● **GIVEN DATA**:
····················
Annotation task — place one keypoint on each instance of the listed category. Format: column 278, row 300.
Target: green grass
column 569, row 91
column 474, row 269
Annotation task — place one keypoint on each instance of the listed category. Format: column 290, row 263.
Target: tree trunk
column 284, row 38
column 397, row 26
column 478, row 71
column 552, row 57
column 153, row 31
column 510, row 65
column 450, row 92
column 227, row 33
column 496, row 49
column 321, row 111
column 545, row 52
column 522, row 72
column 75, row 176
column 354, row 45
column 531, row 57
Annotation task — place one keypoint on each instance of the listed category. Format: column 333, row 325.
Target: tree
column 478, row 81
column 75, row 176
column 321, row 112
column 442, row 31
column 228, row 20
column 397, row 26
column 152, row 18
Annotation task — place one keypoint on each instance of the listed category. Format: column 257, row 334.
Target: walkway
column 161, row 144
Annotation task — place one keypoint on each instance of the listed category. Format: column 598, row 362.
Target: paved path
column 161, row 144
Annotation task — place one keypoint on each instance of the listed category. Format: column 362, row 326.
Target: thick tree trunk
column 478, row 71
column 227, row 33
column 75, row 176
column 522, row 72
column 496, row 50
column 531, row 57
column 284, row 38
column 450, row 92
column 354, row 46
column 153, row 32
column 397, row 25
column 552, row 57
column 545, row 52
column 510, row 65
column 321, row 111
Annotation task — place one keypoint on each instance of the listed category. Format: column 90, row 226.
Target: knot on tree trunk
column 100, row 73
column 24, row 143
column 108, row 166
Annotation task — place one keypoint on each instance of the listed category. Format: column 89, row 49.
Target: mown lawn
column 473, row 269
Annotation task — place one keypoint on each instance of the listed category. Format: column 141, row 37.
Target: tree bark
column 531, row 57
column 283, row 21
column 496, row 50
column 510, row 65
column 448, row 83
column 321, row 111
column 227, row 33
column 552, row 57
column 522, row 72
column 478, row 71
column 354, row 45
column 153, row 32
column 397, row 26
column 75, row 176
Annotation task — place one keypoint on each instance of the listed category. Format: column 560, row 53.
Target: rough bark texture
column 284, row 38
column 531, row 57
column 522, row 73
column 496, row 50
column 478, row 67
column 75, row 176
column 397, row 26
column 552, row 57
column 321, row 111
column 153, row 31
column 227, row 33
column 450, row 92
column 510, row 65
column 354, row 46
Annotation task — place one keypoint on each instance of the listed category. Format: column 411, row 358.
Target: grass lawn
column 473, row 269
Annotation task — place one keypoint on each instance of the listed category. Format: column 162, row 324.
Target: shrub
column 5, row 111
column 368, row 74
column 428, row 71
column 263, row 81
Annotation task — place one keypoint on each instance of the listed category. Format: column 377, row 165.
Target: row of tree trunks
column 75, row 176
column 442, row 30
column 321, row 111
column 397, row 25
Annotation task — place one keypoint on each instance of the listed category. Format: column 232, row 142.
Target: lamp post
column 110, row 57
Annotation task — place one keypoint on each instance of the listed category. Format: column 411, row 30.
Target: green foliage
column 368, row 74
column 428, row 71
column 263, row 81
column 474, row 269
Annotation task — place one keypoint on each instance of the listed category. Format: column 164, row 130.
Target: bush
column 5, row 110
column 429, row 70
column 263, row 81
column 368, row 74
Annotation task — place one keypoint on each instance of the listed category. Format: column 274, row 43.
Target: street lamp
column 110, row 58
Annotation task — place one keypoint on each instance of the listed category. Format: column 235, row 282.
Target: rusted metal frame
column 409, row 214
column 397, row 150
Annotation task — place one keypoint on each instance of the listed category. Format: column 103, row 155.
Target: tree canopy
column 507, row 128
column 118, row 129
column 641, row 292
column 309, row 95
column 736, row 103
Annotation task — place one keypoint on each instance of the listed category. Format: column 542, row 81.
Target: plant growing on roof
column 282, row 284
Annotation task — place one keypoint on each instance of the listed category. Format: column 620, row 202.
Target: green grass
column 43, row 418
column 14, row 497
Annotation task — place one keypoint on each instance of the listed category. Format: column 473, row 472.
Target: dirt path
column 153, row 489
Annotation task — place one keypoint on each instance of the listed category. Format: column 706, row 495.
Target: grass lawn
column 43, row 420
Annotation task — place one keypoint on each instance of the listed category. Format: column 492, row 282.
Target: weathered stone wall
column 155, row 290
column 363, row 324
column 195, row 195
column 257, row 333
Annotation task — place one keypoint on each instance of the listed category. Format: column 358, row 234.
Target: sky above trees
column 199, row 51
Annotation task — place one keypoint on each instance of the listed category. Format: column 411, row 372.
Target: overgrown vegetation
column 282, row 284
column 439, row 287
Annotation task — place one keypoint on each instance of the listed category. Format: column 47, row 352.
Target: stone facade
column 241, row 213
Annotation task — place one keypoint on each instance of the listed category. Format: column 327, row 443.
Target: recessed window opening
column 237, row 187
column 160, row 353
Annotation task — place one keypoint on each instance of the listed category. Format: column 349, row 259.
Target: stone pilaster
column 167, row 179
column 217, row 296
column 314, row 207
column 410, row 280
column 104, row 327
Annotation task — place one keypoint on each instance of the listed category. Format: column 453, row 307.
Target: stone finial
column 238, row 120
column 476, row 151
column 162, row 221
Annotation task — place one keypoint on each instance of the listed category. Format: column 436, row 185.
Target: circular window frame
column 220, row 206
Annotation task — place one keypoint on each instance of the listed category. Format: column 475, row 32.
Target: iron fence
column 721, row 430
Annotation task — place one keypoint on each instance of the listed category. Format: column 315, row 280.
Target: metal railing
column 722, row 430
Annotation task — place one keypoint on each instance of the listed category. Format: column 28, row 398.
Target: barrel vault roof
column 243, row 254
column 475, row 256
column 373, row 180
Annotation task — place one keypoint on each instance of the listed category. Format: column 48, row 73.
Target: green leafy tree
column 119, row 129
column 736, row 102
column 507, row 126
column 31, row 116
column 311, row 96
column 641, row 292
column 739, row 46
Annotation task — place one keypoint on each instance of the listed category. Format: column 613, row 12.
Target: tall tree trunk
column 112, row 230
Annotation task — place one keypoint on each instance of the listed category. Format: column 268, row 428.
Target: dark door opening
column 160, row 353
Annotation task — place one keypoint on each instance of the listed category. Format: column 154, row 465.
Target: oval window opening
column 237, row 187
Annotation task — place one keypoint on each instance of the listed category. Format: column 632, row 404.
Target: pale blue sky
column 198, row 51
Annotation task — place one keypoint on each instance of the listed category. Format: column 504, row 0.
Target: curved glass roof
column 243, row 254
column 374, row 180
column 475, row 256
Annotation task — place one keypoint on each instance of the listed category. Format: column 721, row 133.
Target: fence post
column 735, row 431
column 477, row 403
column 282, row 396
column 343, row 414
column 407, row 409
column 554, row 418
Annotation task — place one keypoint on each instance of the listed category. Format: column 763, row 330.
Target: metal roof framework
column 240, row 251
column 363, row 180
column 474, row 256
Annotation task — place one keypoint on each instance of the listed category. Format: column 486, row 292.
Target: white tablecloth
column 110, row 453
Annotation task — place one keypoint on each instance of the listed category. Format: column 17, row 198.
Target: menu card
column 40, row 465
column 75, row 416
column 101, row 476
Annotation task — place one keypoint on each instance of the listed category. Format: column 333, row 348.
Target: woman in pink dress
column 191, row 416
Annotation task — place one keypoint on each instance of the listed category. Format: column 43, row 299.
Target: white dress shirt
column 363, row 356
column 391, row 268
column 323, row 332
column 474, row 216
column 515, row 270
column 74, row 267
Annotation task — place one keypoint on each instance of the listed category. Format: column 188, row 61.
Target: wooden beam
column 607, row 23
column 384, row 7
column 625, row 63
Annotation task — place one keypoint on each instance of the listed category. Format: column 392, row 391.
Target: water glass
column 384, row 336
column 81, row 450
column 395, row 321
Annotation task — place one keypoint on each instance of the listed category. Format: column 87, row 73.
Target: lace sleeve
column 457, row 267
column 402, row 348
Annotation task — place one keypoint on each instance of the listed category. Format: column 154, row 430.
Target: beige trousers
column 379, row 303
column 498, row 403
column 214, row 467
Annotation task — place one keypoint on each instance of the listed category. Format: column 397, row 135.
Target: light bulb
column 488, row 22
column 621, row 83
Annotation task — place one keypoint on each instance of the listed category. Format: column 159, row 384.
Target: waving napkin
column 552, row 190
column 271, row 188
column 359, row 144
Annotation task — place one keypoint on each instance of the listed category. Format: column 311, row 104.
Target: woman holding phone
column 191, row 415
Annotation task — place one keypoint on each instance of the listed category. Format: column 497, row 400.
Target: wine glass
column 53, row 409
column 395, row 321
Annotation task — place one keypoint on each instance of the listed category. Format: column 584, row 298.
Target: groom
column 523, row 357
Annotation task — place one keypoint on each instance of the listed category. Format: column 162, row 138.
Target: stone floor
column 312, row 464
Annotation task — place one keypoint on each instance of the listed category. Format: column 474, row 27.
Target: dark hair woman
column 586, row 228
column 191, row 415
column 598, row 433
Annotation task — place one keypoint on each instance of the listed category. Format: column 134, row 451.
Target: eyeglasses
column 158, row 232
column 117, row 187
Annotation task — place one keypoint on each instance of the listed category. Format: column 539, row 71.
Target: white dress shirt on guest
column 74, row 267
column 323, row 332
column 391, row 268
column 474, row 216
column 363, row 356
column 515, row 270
····················
Give the lines from the one containing "134, row 451." down through the one containing "column 117, row 187" again, renaming "eyeglasses" to "spectacles" and leaving everything else unchanged.

● **SOLUTION TO THIS PROBLEM**:
Annotation task — place one keypoint on each instance of the listed category. Format: column 134, row 451.
Target: spectacles
column 158, row 232
column 117, row 187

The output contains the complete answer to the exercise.